• **Aim of the task**:
Turn every line of the data below into a JSON list of strings, one string per line, and omit any blank lines.

• **Record extracts**:
※ ※ ※
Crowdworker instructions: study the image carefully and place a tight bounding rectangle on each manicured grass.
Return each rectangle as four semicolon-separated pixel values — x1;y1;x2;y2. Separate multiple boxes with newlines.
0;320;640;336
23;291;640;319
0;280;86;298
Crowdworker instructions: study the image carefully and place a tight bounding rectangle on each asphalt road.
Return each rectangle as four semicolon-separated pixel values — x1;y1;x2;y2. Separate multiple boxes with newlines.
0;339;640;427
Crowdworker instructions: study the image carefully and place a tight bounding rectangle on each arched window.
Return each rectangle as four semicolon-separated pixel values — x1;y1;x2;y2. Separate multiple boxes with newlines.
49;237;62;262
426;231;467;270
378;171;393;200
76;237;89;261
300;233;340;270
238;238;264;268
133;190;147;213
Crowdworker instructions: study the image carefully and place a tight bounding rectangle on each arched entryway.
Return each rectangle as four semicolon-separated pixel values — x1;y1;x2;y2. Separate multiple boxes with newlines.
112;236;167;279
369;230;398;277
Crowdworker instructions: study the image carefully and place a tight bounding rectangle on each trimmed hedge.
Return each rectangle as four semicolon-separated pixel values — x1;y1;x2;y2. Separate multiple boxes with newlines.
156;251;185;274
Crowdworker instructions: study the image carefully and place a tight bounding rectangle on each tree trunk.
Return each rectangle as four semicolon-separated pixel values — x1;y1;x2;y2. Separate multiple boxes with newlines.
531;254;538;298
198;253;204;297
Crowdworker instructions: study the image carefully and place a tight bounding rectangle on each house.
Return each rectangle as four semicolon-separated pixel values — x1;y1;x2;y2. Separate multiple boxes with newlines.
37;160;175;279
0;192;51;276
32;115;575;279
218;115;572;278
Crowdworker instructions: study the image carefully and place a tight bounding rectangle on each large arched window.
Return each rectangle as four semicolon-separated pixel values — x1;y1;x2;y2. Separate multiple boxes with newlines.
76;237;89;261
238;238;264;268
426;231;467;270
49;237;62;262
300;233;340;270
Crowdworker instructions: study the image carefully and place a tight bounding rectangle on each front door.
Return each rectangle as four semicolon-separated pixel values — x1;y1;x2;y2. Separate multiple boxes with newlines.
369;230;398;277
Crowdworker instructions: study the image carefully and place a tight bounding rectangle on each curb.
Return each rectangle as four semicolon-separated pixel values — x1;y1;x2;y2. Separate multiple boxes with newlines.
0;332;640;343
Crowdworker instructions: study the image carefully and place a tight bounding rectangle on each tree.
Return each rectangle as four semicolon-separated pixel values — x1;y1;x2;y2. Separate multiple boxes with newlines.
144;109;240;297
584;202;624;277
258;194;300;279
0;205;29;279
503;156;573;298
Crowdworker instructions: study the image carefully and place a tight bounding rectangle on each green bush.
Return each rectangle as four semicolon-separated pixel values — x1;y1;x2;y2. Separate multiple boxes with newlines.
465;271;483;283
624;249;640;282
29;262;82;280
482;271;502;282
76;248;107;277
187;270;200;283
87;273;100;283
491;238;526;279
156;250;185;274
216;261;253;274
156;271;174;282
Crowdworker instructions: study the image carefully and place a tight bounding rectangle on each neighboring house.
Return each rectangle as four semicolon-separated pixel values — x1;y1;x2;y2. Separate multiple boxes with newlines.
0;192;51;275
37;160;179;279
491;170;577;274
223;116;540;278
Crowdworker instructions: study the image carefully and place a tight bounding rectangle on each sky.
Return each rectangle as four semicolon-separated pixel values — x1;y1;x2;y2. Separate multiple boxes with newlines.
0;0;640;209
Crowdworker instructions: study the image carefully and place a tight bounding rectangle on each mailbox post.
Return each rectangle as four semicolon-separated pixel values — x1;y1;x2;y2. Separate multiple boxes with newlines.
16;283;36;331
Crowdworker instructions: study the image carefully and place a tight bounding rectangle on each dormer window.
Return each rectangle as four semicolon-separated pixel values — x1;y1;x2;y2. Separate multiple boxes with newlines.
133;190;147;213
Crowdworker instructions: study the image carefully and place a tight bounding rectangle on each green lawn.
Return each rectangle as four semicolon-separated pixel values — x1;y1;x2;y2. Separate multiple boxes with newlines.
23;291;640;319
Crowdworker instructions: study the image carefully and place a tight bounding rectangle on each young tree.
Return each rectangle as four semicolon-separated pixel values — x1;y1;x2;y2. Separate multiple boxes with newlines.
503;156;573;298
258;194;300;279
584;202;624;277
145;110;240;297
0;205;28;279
※ ※ ※
• **Expected output**:
[
  "Crowdworker instructions: study the image carefully and place a tight bounding rectangle on each manicured grass.",
  "Return each rectangle as four semicolon-separated pixel values — x1;y1;x2;y2. Separate multiple boxes with newlines.",
  "0;320;640;336",
  "23;291;640;319",
  "0;280;86;298",
  "Crowdworker instructions: study the image carefully and place a tight bounding rectangle on each asphalt road.",
  "Return each rectangle as four semicolon-separated pixel values — x1;y1;x2;y2. Separate multiple boxes with newlines.",
  "0;339;640;427",
  "Crowdworker instructions: study the image carefully and place a tight bounding rectangle on each arched window.",
  "Return each rectangle as four semicolon-separated pixel values — x1;y1;x2;y2. Separate multiple boxes with newlines.",
  "49;237;62;262",
  "426;231;467;270",
  "378;171;393;200",
  "76;237;89;261",
  "300;233;340;270",
  "238;238;264;268",
  "133;190;147;213",
  "Crowdworker instructions: study the image carefully and place a tight bounding rectangle on each arched entryway.",
  "Return each rectangle as four semicolon-separated pixel values — x1;y1;x2;y2. Separate multiple boxes with newlines.",
  "112;236;167;279",
  "369;230;398;277",
  "Crowdworker instructions: study the image carefully and place a tight bounding rectangle on each trimmed hedge.",
  "Return each rectangle as four semicolon-separated pixel values — x1;y1;x2;y2. Separate multiple boxes with newlines.",
  "156;251;185;274",
  "Crowdworker instructions: study the image carefully and place a tight bounding rectangle on each tree trunk.",
  "Return each rectangle as four semicolon-separated pixel values — x1;y1;x2;y2. Separate multiple boxes with newlines.",
  "531;254;538;298",
  "198;253;204;297",
  "Crowdworker instructions: study the image carefully and place a tight bounding rectangle on each house.",
  "Return each rectangle as four semicolon-separated pixel values — x1;y1;x2;y2. Separate multiple boxes with newlines.",
  "37;160;175;279",
  "0;192;51;276",
  "32;115;575;279",
  "218;115;572;278",
  "Crowdworker instructions: study the image carefully and place a tight bounding rectangle on each large arched window.",
  "Return each rectangle as four semicolon-separated pixel values — x1;y1;x2;y2. Separate multiple boxes with newlines.",
  "76;237;89;261",
  "238;238;264;268",
  "426;231;467;270",
  "49;237;62;262",
  "300;233;340;270",
  "Crowdworker instructions: study the image carefully and place a tight bounding rectangle on each front door.",
  "Return each rectangle as four semicolon-separated pixel values — x1;y1;x2;y2. Separate multiple boxes with newlines.",
  "369;230;398;277",
  "Crowdworker instructions: study the image carefully and place a tight bounding rectangle on each curb.",
  "Return each rectangle as four semicolon-separated pixel values — x1;y1;x2;y2. Separate multiple boxes with newlines.",
  "0;332;640;343",
  "Crowdworker instructions: study the image carefully and place a tight bounding rectangle on each tree.",
  "Return each rectangle as four semicolon-separated pixel values — x1;y1;x2;y2. Separate multiple boxes with newlines.",
  "144;109;240;297",
  "584;202;624;277",
  "258;194;300;279",
  "0;205;29;279",
  "503;156;573;298",
  "Crowdworker instructions: study the image carefully and place a tight bounding rectangle on each green bush.",
  "Return each rectangle as four semicolon-separated pixel values — x1;y1;x2;y2. Separate multiple boxes with newlines.",
  "465;271;483;283",
  "624;249;640;282",
  "29;262;82;280",
  "482;271;502;282",
  "76;248;107;277",
  "187;270;200;283",
  "87;273;100;283",
  "491;238;526;279",
  "156;250;185;274",
  "216;261;253;274",
  "156;271;174;282",
  "Crowdworker instructions: study the image carefully and place a tight bounding rectangle on each neighboring house.",
  "Return each rectangle as four semicolon-separated pixel values — x1;y1;x2;y2. Separate multiple boxes with newlines.",
  "0;192;51;275",
  "37;160;179;279",
  "491;170;577;274",
  "223;116;540;278",
  "Crowdworker instructions: study the image carefully and place a tight bounding rectangle on each sky.",
  "Return each rectangle as four semicolon-separated pixel values — x1;y1;x2;y2. Separate multiple boxes with newlines.",
  "0;0;640;209",
  "Crowdworker instructions: study the image carefully and place a tight bounding rectangle on each mailbox post.",
  "Return each rectangle as four semicolon-separated pixel values — x1;y1;x2;y2. Separate multiple boxes with newlines.",
  "16;283;36;331",
  "Crowdworker instructions: study the image carefully and place a tight bounding rectangle on each dormer window.",
  "Return each rectangle as four semicolon-separated pixel values — x1;y1;x2;y2. Separate multiple boxes with newlines.",
  "133;190;147;213",
  "Crowdworker instructions: study the image carefully and place a tight bounding rectangle on each green lawn.",
  "Return each rectangle as four semicolon-separated pixel values — x1;y1;x2;y2. Separate multiple boxes with newlines.",
  "23;291;640;319",
  "Crowdworker instructions: study the image carefully and place a tight bounding rectangle on each young tree.",
  "Return each rectangle as four semicolon-separated pixel values — x1;y1;x2;y2. Separate multiple boxes with newlines.",
  "503;156;573;298",
  "258;194;300;279",
  "584;202;624;277",
  "145;110;240;297",
  "0;205;28;279"
]